EXERCISE DIRECTIONS. Write out the passage on self-hosted site analytics word for word, starting at "1. Insert the" and ending at "the client side.".

For sure! Because this was for my own use, I need to put in some documentation for it to be useful for others. That, and pick a name :) It's all on my TODO list.

You're right: if you don't control the server, you basically can't intercept any requests without this extra AJAX call, or some similar mechanism like a tracking image served from your own server. Essentially, you need to make a request to your own server at some point!

The architecture is pretty simple:

1. Insert the AJAX request into each page, sending the page URL and the referrer in the payload. Because I found some weirdness with tools like Pocket serving my pages from some cached location, I use my static site generator (Jekyll) to embed the page URL into each page, instead of pulling it from the client side.

2. I support multi-tenancy on a single tracking server by using multiple domain names. Based on the incoming domain name, I have nginx attach an additional header to the request that says which site is being tracked. This way, I can have my personal blog and my newsletter website both tracked by the same tracking server instance.

3. Then, it's just a matter of storing the data (page URL, time of visit, referrer domain, which site) into a SQLite database.

4. And of course, I have a small web UI to view the data.

Note that I don't do anything with the IP address of the visitor. That's personal data that I don't track.

Having added Plausible to my site recently, one killer feature in my opinion is the ability to rewrite the analytics script to be served from your own domain. What this means in effect is that it won't get picked up in traditional ad blockers so the accuracy is much closer to that of server log parsing. Additionally, you can surface your analytics publically which is cool.

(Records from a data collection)
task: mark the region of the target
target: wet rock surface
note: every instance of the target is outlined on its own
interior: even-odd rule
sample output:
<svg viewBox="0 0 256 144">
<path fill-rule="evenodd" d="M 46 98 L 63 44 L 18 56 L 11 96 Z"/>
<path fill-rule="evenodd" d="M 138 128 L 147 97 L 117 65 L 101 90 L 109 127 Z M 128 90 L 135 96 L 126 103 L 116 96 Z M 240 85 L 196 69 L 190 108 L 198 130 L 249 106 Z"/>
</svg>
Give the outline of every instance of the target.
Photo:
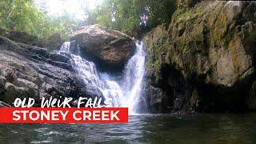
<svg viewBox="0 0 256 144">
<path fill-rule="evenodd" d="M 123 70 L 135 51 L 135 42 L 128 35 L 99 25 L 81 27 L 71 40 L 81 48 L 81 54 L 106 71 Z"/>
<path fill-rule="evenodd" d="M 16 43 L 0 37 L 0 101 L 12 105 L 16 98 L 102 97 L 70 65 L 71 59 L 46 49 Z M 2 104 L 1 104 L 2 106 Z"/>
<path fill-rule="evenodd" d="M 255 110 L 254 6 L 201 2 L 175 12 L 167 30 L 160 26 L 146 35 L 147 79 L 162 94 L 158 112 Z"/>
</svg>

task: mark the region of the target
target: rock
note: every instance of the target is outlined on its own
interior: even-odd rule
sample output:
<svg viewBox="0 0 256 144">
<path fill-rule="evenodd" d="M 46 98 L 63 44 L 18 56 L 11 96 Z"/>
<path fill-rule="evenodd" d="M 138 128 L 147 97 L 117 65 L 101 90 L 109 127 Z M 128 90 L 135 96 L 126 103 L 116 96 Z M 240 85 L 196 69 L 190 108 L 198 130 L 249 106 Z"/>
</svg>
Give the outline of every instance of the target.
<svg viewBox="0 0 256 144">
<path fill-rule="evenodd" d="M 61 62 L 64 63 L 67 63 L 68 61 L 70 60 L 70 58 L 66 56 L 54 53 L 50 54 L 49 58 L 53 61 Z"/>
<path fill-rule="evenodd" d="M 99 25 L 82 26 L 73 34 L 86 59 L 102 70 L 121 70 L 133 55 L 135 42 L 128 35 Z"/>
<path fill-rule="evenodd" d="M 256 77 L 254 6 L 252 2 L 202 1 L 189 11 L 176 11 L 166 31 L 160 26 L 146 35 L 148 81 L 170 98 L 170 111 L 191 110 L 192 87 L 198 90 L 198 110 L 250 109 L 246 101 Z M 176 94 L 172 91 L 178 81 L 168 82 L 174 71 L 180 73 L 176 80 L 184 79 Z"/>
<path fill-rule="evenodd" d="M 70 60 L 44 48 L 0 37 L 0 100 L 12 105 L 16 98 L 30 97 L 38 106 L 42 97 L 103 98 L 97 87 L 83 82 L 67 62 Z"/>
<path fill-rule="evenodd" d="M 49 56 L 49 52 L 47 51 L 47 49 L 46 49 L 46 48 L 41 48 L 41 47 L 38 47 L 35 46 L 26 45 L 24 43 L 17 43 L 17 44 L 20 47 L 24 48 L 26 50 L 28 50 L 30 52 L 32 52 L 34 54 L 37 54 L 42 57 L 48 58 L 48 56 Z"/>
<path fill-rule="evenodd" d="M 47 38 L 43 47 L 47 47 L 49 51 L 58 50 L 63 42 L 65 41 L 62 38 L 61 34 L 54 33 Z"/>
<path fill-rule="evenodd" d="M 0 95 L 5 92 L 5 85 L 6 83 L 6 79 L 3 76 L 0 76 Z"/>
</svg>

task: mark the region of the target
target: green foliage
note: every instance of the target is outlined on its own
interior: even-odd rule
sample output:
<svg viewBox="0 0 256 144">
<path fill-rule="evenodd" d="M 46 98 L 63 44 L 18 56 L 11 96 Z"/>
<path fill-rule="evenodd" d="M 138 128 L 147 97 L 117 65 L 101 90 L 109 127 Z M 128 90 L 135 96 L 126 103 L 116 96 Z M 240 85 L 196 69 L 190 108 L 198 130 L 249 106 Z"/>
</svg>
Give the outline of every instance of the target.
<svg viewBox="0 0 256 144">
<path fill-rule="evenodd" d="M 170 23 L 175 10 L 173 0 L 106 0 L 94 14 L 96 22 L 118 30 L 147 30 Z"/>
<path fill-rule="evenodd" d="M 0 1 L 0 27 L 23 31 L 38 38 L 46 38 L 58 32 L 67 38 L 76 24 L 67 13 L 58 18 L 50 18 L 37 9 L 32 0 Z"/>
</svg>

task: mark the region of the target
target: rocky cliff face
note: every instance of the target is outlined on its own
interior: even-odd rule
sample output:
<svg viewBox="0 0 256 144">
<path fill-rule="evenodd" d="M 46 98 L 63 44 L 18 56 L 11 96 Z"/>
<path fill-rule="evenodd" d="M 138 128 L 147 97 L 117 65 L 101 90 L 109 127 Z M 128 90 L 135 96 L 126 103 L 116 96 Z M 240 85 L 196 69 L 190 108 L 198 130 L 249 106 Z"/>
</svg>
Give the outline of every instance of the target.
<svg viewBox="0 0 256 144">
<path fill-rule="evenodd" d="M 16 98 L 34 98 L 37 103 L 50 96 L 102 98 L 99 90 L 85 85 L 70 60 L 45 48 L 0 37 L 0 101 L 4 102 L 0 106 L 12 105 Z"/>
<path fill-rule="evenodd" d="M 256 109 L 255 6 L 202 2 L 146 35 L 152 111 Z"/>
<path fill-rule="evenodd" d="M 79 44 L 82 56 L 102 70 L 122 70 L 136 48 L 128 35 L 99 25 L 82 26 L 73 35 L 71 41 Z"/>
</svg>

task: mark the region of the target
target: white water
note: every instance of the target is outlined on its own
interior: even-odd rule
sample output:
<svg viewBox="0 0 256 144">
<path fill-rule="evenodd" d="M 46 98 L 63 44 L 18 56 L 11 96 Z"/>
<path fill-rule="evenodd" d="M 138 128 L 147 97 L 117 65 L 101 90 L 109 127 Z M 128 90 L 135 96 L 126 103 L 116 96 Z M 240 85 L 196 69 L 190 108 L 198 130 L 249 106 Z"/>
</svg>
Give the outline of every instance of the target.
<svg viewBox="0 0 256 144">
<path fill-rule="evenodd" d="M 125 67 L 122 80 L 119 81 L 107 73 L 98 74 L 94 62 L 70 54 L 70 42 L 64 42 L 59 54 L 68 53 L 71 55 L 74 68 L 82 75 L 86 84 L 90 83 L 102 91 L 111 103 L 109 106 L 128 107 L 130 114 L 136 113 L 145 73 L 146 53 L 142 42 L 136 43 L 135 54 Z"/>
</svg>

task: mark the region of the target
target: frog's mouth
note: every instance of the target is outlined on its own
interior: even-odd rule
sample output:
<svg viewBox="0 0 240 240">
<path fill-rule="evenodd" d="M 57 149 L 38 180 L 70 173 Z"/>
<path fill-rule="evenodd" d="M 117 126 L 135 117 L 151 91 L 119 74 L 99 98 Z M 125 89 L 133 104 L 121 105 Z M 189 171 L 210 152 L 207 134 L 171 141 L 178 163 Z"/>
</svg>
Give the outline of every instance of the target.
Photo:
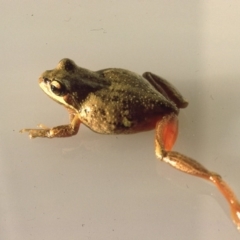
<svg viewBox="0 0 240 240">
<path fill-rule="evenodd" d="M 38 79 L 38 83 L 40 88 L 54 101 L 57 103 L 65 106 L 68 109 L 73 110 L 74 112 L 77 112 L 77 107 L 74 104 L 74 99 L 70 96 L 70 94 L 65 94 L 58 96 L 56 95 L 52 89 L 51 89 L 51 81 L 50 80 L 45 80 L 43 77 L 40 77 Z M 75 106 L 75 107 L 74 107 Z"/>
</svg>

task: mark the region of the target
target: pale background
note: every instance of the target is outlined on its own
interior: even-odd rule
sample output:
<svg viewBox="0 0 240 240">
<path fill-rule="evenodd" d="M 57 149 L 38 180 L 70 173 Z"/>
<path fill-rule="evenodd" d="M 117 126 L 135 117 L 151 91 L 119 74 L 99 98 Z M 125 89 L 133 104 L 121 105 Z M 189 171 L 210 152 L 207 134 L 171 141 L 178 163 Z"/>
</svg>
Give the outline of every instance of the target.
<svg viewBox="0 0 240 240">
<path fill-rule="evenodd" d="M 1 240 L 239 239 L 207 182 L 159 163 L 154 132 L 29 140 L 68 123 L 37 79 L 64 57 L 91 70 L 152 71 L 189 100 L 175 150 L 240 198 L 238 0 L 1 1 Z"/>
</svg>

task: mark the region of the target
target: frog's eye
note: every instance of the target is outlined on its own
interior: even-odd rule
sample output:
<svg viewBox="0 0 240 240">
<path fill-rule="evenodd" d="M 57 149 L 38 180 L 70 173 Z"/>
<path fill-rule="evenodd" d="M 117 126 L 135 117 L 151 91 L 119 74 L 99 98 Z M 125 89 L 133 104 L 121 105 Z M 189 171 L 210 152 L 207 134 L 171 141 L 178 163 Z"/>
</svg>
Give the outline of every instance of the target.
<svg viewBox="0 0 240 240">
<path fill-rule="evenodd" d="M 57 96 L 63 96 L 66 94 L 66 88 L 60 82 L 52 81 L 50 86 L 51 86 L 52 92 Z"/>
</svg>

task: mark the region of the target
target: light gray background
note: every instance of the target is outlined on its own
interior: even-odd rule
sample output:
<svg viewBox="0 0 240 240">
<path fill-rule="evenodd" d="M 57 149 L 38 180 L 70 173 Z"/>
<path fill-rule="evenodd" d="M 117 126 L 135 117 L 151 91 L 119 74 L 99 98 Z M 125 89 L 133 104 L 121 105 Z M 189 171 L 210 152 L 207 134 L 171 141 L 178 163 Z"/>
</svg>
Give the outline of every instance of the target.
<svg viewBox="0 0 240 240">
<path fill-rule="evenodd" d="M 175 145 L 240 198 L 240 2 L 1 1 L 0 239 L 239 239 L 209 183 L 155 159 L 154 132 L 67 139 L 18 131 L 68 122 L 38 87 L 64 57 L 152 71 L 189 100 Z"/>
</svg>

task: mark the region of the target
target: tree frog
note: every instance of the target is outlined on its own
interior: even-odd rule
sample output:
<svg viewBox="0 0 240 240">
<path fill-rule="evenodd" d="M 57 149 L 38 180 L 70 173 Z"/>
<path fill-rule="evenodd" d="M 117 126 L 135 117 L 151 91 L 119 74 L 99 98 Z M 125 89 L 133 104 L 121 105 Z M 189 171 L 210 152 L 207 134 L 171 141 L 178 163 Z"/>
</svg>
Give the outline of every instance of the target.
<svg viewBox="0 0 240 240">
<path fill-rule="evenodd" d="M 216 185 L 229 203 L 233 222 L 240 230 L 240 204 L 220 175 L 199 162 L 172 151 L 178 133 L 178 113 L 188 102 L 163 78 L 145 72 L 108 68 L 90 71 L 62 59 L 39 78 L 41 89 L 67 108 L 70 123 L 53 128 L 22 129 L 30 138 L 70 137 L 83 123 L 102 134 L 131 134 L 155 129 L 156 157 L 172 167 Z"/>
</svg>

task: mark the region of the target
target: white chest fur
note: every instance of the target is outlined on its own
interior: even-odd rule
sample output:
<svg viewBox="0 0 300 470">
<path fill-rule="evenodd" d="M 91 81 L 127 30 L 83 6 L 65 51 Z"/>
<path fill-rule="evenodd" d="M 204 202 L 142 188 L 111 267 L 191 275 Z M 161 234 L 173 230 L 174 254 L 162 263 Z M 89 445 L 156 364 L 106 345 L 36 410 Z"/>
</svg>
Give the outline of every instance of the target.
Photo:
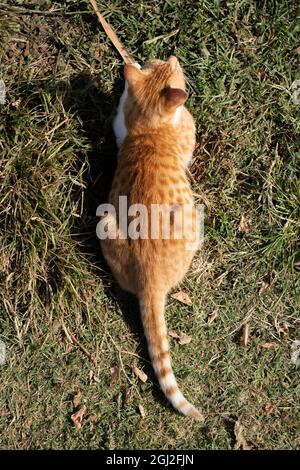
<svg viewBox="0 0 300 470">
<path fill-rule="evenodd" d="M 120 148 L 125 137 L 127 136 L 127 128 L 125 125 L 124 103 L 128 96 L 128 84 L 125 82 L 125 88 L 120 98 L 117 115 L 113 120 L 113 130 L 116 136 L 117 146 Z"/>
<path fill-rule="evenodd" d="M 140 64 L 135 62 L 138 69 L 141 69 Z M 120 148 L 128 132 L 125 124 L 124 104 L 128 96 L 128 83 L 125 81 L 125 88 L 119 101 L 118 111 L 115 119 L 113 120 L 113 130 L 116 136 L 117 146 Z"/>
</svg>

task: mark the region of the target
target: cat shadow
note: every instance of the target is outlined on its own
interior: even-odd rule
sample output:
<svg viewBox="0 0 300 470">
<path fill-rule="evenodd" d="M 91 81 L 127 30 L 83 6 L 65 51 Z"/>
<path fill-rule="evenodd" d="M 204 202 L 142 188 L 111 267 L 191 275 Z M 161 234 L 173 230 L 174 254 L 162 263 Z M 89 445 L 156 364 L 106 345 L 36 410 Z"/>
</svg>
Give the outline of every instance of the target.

SOLUTION TO THIS PROBLEM.
1. Insert the AJAX request into each page, sending the page URL and the referrer in the payload. Because I found some weirdness with tools like Pocket serving my pages from some cached location, I use my static site generator (Jekyll) to embed the page URL into each page, instead of pulling it from the client side.